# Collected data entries

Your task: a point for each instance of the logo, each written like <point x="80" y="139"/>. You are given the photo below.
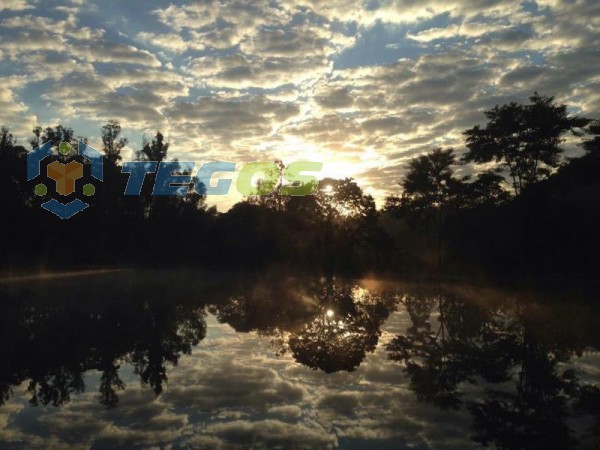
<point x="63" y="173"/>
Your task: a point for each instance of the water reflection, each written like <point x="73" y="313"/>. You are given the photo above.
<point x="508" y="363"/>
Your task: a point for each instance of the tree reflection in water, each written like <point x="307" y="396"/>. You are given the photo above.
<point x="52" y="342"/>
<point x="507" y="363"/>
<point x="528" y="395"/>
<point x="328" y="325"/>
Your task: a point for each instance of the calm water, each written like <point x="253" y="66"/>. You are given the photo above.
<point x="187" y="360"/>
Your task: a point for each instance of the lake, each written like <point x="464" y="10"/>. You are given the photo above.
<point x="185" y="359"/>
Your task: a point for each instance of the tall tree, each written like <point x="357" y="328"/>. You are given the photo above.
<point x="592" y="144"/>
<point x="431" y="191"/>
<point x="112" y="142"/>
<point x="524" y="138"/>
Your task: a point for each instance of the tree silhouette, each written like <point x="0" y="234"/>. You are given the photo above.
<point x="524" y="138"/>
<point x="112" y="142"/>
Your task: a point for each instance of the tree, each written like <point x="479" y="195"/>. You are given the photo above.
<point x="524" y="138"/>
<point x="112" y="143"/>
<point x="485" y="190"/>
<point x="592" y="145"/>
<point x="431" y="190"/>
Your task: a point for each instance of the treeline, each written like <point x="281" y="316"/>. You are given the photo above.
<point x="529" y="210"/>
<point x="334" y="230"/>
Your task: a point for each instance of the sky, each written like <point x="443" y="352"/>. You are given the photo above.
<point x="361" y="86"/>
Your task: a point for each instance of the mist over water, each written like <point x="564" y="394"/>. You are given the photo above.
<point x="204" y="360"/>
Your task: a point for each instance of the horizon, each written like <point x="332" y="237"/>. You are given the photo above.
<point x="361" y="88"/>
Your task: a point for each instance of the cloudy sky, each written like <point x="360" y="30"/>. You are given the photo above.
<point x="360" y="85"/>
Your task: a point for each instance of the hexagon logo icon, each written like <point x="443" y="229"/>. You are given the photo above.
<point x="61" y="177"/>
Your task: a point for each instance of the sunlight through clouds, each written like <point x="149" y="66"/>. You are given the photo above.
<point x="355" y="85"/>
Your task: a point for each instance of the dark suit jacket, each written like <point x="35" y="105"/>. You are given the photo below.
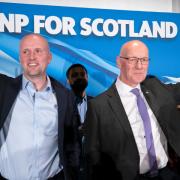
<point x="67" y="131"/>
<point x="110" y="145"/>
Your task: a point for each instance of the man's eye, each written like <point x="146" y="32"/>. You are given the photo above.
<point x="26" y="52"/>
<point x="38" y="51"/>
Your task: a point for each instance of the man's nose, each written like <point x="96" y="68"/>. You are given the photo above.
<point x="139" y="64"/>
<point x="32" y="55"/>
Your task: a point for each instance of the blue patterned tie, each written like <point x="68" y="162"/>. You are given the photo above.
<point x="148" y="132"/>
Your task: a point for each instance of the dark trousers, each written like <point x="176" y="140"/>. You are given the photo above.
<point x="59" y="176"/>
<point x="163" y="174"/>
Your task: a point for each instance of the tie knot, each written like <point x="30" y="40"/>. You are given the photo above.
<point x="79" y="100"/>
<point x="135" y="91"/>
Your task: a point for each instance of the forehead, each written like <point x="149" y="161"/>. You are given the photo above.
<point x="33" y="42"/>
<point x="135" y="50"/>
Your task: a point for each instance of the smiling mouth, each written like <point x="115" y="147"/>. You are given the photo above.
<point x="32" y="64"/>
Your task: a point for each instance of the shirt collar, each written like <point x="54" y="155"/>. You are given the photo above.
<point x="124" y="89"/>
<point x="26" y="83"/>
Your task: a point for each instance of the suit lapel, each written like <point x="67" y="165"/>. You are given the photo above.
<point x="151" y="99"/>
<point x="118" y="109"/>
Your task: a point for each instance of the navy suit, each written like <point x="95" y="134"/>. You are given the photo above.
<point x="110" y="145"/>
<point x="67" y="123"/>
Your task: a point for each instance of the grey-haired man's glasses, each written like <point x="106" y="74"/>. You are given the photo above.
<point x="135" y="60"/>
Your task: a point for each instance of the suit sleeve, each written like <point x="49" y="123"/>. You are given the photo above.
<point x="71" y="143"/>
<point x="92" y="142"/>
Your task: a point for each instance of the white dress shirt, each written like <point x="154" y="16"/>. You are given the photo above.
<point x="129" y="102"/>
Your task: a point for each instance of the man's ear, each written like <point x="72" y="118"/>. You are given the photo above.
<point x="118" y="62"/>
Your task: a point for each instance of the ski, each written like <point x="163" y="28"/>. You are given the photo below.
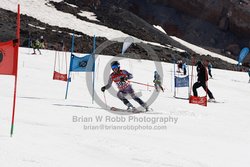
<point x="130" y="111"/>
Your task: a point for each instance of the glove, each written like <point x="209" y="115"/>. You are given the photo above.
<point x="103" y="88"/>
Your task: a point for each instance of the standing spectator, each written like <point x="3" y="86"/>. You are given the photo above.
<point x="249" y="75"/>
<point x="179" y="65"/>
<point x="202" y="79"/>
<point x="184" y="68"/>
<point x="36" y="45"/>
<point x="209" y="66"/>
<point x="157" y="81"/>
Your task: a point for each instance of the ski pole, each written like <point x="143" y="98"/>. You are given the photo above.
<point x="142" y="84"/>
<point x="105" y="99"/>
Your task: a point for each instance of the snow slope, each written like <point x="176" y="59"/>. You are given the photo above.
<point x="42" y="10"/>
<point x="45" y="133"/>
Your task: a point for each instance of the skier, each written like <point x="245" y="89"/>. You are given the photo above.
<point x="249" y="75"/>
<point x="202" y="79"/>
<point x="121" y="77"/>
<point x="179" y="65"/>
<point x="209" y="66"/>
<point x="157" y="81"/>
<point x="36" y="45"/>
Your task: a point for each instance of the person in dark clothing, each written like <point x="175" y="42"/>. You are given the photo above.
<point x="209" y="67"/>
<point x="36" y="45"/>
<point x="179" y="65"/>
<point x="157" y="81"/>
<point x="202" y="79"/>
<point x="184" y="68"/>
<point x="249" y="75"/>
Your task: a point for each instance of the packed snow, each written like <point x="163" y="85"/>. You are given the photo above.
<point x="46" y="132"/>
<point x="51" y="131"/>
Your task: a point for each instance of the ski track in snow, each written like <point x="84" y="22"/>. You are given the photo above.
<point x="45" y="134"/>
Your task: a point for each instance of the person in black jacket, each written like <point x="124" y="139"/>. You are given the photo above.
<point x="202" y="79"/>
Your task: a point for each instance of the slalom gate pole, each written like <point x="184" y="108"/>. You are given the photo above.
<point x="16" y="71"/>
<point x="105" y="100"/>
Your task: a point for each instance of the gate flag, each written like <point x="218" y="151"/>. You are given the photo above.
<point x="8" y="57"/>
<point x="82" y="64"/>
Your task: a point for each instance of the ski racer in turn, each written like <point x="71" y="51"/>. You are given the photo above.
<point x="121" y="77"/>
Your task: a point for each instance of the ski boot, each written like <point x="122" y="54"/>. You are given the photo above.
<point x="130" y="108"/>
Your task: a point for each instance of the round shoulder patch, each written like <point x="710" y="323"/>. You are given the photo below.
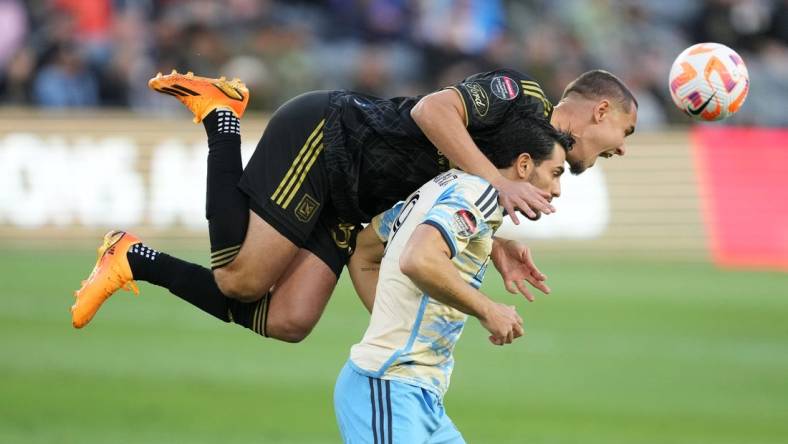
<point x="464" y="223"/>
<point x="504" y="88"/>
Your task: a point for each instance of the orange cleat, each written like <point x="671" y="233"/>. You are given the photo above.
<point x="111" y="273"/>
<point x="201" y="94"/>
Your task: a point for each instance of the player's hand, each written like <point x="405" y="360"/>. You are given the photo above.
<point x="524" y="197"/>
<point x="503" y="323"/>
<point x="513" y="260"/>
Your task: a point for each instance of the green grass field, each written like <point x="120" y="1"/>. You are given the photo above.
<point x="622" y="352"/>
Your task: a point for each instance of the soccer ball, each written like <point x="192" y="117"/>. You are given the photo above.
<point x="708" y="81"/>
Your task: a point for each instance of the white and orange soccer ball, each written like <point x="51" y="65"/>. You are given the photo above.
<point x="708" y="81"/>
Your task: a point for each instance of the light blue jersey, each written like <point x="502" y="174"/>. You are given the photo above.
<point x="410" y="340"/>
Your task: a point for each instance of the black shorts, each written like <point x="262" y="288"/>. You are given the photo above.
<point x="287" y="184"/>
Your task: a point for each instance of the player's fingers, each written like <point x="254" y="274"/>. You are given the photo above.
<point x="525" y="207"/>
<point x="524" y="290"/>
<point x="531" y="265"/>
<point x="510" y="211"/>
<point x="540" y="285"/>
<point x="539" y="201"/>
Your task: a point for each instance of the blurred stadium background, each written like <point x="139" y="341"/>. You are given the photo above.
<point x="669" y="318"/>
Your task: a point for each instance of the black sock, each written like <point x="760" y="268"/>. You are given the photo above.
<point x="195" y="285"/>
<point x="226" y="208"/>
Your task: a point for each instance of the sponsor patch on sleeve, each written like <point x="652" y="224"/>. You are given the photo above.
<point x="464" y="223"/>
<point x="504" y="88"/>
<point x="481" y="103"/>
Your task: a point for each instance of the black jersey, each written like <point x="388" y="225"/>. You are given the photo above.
---
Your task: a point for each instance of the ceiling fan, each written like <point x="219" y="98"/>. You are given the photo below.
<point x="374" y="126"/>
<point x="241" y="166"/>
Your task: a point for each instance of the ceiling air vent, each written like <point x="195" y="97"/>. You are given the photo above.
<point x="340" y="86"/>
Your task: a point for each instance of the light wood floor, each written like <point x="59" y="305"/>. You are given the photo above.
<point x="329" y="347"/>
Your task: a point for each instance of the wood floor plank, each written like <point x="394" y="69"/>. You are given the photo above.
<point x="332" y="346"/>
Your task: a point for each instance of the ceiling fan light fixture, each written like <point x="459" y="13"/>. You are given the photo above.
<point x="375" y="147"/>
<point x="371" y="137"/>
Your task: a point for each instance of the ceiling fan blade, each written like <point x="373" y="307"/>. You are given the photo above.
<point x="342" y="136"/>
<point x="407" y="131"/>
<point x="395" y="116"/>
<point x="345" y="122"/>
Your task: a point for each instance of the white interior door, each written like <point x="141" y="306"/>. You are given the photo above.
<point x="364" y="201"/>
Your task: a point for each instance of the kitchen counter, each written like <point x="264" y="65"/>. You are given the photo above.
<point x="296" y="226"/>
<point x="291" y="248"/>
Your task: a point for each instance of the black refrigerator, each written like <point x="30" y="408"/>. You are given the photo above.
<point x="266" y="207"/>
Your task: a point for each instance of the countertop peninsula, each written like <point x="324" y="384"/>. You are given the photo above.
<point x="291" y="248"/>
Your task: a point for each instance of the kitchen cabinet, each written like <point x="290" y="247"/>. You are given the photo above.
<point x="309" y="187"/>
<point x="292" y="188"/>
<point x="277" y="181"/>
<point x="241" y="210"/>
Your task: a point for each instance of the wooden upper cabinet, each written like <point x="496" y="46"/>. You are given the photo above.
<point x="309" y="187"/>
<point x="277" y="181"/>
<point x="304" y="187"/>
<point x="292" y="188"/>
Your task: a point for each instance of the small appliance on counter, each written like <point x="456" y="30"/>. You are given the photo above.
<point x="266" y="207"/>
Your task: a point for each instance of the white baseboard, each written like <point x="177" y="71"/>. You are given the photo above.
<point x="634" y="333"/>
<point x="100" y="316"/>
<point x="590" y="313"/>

# What you are asked to do
Gather every line above that contains the word "sleeve" and copy each one in full. Matching is case-sensitive.

# Written response
Your task: a point for each instance of the suit sleeve, each written like <point x="49" y="123"/>. You are given the photo above.
Your task: a point for each instance of the sponsor patch on sleeve, each written like <point x="652" y="224"/>. You are given the photo above.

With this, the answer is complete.